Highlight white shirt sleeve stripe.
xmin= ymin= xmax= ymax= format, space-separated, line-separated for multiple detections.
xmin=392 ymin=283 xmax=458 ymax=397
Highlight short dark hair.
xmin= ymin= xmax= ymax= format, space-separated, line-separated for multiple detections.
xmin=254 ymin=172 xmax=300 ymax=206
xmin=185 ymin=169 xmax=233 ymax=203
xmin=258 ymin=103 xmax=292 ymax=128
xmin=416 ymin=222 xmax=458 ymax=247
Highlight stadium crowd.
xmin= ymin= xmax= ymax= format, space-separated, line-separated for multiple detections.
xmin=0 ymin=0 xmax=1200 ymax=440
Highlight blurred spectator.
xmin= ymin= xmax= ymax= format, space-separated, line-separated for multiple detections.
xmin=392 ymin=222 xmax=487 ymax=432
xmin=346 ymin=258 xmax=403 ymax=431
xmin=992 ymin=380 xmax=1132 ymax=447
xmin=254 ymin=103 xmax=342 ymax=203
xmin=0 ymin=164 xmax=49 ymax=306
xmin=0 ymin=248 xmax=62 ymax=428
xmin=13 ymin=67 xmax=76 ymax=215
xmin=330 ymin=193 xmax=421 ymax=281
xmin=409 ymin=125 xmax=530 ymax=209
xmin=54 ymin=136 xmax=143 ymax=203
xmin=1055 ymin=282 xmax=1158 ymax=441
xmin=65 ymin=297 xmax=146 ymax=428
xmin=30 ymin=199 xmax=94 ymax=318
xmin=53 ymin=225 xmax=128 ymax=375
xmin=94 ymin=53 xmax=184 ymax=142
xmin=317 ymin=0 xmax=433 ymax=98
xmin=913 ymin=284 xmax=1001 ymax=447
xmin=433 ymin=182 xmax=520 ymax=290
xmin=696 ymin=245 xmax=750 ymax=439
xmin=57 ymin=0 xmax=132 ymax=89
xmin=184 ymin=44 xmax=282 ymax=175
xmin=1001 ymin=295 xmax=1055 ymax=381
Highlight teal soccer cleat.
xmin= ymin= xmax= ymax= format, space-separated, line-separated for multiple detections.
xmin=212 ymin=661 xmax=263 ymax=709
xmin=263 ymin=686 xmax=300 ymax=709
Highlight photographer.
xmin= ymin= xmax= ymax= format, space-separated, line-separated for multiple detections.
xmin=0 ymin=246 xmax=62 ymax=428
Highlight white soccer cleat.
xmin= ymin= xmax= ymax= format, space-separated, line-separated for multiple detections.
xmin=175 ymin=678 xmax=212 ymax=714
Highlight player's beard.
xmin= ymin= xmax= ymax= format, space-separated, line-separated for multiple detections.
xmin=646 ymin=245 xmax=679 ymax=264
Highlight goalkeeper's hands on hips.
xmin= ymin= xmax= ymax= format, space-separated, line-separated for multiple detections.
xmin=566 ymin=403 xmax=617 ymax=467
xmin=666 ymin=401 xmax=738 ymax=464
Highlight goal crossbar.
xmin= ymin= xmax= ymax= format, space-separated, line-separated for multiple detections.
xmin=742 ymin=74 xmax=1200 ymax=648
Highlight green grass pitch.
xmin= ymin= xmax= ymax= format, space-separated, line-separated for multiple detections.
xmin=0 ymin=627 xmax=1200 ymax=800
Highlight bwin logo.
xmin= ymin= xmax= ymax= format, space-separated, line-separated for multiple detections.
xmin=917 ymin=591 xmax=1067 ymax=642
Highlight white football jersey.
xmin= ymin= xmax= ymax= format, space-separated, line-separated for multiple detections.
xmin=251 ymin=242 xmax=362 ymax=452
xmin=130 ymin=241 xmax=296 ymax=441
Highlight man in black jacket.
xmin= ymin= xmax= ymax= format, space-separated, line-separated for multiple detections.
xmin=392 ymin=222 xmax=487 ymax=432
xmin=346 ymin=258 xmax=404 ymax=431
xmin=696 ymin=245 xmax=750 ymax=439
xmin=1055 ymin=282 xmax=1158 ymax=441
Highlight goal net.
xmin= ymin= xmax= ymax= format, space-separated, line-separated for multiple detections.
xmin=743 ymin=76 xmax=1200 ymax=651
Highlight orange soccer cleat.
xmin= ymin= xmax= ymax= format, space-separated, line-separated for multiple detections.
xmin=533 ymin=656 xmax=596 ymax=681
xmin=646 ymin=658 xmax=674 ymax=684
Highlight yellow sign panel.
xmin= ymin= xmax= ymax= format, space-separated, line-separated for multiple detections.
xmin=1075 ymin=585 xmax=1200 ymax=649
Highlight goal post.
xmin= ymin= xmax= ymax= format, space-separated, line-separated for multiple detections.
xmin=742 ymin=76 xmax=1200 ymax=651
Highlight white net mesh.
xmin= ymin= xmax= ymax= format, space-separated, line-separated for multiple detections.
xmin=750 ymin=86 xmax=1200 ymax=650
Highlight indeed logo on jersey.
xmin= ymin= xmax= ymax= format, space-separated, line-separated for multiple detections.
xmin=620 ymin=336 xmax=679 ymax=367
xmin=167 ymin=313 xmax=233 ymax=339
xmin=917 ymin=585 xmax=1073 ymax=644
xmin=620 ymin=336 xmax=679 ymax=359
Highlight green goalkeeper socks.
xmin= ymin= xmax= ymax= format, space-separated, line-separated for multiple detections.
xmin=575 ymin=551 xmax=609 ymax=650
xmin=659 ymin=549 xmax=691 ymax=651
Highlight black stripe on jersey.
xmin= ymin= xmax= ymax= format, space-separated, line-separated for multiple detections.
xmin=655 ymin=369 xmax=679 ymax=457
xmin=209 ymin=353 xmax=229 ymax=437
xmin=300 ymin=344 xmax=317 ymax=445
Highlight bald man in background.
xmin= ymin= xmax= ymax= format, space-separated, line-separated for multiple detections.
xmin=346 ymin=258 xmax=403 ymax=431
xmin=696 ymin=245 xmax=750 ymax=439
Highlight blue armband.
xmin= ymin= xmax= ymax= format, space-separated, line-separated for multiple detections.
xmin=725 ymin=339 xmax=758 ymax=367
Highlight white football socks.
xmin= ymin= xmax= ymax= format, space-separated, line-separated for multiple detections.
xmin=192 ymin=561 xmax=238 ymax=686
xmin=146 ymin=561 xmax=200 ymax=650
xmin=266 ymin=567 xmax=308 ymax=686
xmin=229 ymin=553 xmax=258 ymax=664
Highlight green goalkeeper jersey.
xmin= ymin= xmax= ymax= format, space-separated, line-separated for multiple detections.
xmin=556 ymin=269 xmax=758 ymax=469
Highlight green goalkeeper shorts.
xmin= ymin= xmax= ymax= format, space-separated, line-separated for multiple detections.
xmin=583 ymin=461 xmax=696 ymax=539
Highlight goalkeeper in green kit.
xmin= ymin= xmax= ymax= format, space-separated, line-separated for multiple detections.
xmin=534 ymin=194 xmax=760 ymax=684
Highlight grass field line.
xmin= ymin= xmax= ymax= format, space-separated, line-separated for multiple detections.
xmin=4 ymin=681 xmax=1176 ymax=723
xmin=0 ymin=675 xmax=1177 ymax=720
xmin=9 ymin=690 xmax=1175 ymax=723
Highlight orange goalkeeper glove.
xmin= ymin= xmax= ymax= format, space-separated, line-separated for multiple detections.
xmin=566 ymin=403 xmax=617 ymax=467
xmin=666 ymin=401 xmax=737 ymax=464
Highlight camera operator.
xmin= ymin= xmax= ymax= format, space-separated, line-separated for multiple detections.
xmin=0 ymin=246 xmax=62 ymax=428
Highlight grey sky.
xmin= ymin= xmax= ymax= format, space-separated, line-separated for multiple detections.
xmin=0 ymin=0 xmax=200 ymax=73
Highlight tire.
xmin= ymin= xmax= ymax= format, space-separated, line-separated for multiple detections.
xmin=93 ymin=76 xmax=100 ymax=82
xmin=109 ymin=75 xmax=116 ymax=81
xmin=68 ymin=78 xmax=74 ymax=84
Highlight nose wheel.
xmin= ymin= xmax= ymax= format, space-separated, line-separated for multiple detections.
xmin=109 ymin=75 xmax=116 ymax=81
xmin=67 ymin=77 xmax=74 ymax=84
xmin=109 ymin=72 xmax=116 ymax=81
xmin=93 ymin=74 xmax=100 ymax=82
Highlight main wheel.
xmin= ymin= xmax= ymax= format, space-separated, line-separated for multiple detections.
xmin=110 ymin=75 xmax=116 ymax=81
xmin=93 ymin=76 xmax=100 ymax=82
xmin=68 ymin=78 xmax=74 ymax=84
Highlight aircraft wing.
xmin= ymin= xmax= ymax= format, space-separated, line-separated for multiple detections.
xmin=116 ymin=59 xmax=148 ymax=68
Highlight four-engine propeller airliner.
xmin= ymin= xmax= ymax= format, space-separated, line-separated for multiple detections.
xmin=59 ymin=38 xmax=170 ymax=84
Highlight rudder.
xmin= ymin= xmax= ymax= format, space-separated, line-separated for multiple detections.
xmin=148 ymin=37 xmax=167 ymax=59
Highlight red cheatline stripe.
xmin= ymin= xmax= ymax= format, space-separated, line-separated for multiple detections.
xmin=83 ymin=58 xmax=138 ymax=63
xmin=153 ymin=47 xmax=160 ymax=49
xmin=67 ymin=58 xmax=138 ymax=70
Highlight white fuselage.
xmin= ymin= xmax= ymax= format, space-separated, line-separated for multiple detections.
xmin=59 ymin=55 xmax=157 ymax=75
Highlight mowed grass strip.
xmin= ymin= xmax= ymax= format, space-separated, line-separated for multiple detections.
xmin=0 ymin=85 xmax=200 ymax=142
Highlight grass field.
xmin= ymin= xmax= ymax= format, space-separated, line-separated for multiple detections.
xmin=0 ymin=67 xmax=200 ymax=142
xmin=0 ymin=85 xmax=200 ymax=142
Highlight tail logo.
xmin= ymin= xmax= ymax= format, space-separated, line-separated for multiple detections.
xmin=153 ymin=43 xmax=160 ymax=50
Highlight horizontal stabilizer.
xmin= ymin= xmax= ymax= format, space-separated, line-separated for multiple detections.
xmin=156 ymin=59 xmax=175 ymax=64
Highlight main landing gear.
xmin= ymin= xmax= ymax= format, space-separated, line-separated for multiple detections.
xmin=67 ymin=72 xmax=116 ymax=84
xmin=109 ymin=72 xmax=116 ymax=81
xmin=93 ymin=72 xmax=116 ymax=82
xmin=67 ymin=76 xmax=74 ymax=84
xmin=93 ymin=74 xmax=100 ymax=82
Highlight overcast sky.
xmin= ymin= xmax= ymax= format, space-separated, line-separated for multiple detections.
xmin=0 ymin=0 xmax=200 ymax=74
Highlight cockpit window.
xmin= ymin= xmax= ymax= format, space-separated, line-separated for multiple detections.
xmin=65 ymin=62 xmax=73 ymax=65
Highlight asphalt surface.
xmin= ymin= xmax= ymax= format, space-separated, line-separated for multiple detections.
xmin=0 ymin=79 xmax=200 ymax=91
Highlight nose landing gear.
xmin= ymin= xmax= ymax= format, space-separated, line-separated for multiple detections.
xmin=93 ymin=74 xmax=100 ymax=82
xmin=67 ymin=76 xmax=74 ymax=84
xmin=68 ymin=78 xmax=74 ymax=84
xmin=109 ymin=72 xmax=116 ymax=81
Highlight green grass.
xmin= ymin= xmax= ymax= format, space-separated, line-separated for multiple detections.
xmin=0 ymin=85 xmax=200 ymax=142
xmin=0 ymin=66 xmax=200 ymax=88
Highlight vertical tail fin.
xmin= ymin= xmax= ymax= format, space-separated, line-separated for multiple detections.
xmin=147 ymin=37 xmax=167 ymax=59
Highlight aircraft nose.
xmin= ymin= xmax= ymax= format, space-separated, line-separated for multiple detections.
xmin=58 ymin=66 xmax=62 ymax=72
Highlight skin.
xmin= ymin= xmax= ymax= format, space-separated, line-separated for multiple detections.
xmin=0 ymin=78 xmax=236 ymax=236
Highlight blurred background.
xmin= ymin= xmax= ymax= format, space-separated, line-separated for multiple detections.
********************
• **DIRECTION**: Rescale the listing starting at the line that contains "Highlight horizontal stabilizer." and ending at the line that contains "xmin=0 ymin=0 xmax=200 ymax=74", writing out every line in that stretch again and keeping the lines without bounding-box coordinates unchanged. Multiply each bounding-box coordinate by 1.2 and round it to a whole number, with halves rounded up.

• **WRITTEN SOLUTION**:
Highlight horizontal stabilizer.
xmin= ymin= xmax= ymax= format, space-separated, line-separated for multiple detections.
xmin=187 ymin=71 xmax=210 ymax=77
Highlight main landing gear.
xmin= ymin= xmax= ymax= format, space-separated, line-separated for multiple detections.
xmin=80 ymin=86 xmax=139 ymax=101
xmin=131 ymin=86 xmax=139 ymax=97
xmin=112 ymin=86 xmax=139 ymax=98
xmin=80 ymin=91 xmax=89 ymax=101
xmin=112 ymin=89 xmax=120 ymax=98
Highlight overcast sky.
xmin= ymin= xmax= ymax= format, space-separated, line-separated for multiple detections.
xmin=0 ymin=0 xmax=240 ymax=89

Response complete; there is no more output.